BEGIN Source information

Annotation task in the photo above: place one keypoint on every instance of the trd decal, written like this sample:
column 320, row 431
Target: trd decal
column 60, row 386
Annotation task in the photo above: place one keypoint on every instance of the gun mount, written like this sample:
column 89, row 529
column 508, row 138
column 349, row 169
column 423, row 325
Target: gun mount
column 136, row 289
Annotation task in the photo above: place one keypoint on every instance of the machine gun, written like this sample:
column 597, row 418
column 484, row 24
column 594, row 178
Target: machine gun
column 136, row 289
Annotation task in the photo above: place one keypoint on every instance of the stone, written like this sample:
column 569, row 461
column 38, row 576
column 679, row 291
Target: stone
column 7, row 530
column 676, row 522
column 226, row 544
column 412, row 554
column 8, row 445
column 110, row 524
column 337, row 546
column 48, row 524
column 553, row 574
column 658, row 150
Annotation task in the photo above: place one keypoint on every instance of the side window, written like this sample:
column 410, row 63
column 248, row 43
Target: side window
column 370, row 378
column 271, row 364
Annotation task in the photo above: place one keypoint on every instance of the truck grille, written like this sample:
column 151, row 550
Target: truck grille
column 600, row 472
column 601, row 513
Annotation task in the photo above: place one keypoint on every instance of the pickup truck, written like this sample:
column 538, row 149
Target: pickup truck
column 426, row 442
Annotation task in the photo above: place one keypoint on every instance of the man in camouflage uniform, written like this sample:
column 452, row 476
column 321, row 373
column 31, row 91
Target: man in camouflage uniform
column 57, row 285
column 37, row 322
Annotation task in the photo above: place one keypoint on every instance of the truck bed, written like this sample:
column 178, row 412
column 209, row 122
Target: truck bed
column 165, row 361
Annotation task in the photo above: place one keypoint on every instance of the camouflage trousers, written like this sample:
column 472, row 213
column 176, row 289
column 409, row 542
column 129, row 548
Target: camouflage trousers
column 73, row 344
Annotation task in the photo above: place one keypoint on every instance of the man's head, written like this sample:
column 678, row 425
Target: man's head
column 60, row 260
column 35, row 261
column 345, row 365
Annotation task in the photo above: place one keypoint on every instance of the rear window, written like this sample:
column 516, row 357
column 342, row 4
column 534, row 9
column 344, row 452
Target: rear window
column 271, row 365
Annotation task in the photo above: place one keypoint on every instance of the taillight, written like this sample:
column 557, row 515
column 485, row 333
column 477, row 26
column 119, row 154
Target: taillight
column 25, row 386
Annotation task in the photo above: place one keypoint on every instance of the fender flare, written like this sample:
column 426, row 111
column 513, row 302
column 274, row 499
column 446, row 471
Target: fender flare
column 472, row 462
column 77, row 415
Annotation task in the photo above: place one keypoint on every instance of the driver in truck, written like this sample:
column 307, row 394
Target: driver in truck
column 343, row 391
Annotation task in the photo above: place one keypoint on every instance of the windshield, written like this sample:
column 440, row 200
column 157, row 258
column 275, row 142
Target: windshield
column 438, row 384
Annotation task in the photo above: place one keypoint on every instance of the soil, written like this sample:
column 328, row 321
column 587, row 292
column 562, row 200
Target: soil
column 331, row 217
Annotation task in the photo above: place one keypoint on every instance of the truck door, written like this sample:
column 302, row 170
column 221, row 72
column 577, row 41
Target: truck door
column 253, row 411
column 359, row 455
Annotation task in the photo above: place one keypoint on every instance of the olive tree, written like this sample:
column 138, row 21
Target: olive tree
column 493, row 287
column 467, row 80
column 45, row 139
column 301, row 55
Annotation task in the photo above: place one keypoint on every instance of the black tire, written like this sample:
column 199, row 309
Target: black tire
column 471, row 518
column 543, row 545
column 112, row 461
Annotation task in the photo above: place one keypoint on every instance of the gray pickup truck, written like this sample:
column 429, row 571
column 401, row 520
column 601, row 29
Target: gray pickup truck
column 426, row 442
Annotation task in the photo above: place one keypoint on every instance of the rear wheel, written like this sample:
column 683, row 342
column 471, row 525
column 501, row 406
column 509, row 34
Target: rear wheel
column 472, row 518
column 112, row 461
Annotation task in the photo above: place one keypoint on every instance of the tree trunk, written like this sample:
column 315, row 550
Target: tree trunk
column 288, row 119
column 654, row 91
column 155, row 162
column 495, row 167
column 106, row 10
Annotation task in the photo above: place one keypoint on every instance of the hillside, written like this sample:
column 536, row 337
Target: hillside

END Source information

### Problem statement
All records must be repeated exactly, with none skipped.

### Exercise solution
Annotation task in the photo above: place one keypoint on every instance of the trd decal, written like this sample:
column 320, row 431
Target: trd decal
column 60, row 386
Annotation task in the photo above: place one keypoint on every instance of the gun mount, written like this sample:
column 89, row 529
column 508, row 138
column 349, row 169
column 423, row 325
Target: gun mount
column 136, row 289
Annotation task in the photo above: place one keypoint on every instance of the machine gun, written like this sample:
column 597, row 418
column 484, row 24
column 594, row 178
Target: machine gun
column 136, row 289
Annotation task in the photo above: place one keypoint on every instance of the stone, written like this sample:
column 569, row 461
column 38, row 576
column 679, row 291
Target: stone
column 7, row 530
column 676, row 522
column 226, row 544
column 412, row 554
column 8, row 445
column 110, row 524
column 337, row 546
column 48, row 524
column 553, row 574
column 658, row 150
Annotation task in the photo above: place one keypoint on every instance of the side window, written like this sample:
column 410, row 63
column 248, row 43
Target: side window
column 370, row 378
column 271, row 364
Annotation task in the photo above: place one keypoint on every instance of the truck grille, written like this sample:
column 151, row 550
Target: truck grille
column 600, row 472
column 601, row 513
Annotation task in the photo above: place one keypoint on every instance of the pickup truck, written like this sample:
column 538, row 149
Target: pickup truck
column 426, row 442
Annotation task in the photo above: place one keypoint on every instance of the man in camouflage uniform, written like this sample:
column 452, row 476
column 321, row 373
column 31, row 91
Target: man in camouflage uniform
column 57, row 285
column 37, row 322
Annotation task in the photo above: place one keypoint on every instance of the truck bed, written like this sample:
column 178, row 412
column 209, row 122
Target: truck bed
column 165, row 361
Annotation task in the photo above: place one keypoint on every instance of the camouflage trousers, written like this sample:
column 472, row 213
column 176, row 289
column 409, row 542
column 129, row 548
Target: camouflage trousers
column 73, row 344
Annotation task in the photo above: place one keypoint on every instance of the man's head, written like this sample:
column 678, row 425
Target: man's head
column 60, row 260
column 35, row 261
column 345, row 365
Annotation task in the photo above: place one keypoint on every instance of the rear window, written like this sample:
column 516, row 357
column 342, row 4
column 534, row 9
column 344, row 452
Target: rear window
column 271, row 365
Annotation task in the photo above: place one keypoint on every instance of the taillight, written like this sample:
column 557, row 515
column 485, row 333
column 477, row 26
column 119, row 154
Target: taillight
column 25, row 386
Annotation task in the photo above: place one keypoint on every instance of the fender flare, written like this sample:
column 426, row 111
column 513, row 302
column 274, row 499
column 446, row 471
Target: fender flare
column 472, row 462
column 77, row 415
Annotation task in the photo above: place one keypoint on every instance of the driver in truck, written like this sample:
column 307, row 394
Target: driver in truck
column 343, row 391
Annotation task in the photo above: place one keypoint on every instance of the windshield, written like this sample:
column 440, row 200
column 157, row 258
column 275, row 142
Target: windshield
column 438, row 384
Annotation task in the photo above: place one keypoint on every instance of the soil, written like this sample:
column 328, row 321
column 587, row 292
column 562, row 200
Target: soil
column 331, row 217
Annotation task in the photo above: place one keypoint on every instance of the truck door, written like this sample:
column 302, row 170
column 221, row 72
column 577, row 41
Target: truck door
column 253, row 411
column 359, row 455
Annotation task in the photo above: place one keypoint on every instance of the olive tree, written like this sample:
column 138, row 21
Target: olive tree
column 493, row 287
column 467, row 80
column 45, row 139
column 301, row 55
Annotation task in the photo above: place one keypoint on every instance of the black tire, written like this sample:
column 199, row 309
Target: black tire
column 471, row 518
column 543, row 545
column 112, row 461
Annotation task in the photo above: place one keypoint on every instance of the gray pickup truck, written like this sample:
column 429, row 571
column 401, row 520
column 601, row 29
Target: gray pickup truck
column 426, row 442
Annotation task in the photo above: place one keypoint on every instance of the rear wheel, written like this sample:
column 683, row 342
column 471, row 525
column 501, row 406
column 509, row 34
Target: rear wheel
column 472, row 518
column 112, row 461
Annotation task in the photo above: place one keypoint on every instance of the tree trunk, written like this sample:
column 315, row 550
Target: tree trunk
column 288, row 119
column 654, row 91
column 155, row 162
column 495, row 167
column 106, row 10
Annotation task in the photo above: place one keypoint on every instance of the hillside, written like this sample:
column 536, row 337
Target: hillside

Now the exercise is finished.